Do this → Write out each of the rows below without changing a single character.

··· Material

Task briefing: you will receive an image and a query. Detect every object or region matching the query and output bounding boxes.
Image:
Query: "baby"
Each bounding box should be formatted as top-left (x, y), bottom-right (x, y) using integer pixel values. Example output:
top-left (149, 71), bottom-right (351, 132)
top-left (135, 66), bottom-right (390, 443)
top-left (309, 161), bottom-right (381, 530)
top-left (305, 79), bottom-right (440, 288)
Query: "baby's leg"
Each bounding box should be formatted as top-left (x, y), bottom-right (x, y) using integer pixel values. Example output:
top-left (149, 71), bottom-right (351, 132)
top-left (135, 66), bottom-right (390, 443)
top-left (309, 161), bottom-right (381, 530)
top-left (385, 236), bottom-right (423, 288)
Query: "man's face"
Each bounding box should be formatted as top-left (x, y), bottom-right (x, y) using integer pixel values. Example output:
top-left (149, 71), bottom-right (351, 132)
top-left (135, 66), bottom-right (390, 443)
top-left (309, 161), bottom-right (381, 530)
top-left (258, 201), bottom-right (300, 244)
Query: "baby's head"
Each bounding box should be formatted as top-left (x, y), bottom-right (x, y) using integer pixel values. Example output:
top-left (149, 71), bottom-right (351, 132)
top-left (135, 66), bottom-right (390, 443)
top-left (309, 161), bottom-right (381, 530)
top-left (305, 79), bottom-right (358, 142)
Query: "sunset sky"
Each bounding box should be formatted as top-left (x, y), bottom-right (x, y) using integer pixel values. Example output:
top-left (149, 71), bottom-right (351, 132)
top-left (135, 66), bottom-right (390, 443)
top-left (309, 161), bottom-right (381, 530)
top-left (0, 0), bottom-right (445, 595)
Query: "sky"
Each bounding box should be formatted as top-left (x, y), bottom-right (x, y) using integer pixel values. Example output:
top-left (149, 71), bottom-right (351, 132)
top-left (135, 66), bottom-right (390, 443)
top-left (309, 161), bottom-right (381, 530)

······

Task output →
Task briefing: you will receive an image and a query. Detect every object or region matching the query and output bounding boxes.
Image:
Query: "baby"
Each bounding box should be formatted as top-left (x, y), bottom-right (x, y) using integer pixel values. Example output:
top-left (149, 71), bottom-right (351, 132)
top-left (135, 66), bottom-right (390, 443)
top-left (309, 161), bottom-right (381, 530)
top-left (305, 79), bottom-right (440, 288)
Query: "baby's leg"
Each bounding box should be formatted as top-left (x, y), bottom-right (x, y) using integer pixel values. Example output:
top-left (149, 71), bottom-right (351, 132)
top-left (135, 66), bottom-right (390, 443)
top-left (309, 161), bottom-right (381, 530)
top-left (385, 236), bottom-right (423, 288)
Query: "man's face"
Each bounding box should be formatted as top-left (x, y), bottom-right (x, y) using integer pixel values. Example output:
top-left (149, 71), bottom-right (351, 132)
top-left (135, 66), bottom-right (390, 443)
top-left (309, 161), bottom-right (381, 530)
top-left (258, 201), bottom-right (300, 244)
Query: "baby's head"
Each bounding box should be formatted as top-left (x, y), bottom-right (x, y) using integer pixel values. Example output:
top-left (149, 71), bottom-right (351, 132)
top-left (135, 66), bottom-right (390, 443)
top-left (309, 161), bottom-right (381, 530)
top-left (305, 79), bottom-right (358, 142)
Query: "sunset sky"
Each bounding box should be formatted as top-left (x, y), bottom-right (x, y) using integer pixel values. Example output:
top-left (149, 71), bottom-right (351, 132)
top-left (135, 66), bottom-right (390, 443)
top-left (309, 161), bottom-right (381, 530)
top-left (0, 0), bottom-right (445, 595)
Query: "sky"
Each bounding box should be formatted as top-left (x, y), bottom-right (x, y) using integer pixel values. Example output:
top-left (149, 71), bottom-right (351, 132)
top-left (135, 66), bottom-right (390, 443)
top-left (309, 161), bottom-right (381, 530)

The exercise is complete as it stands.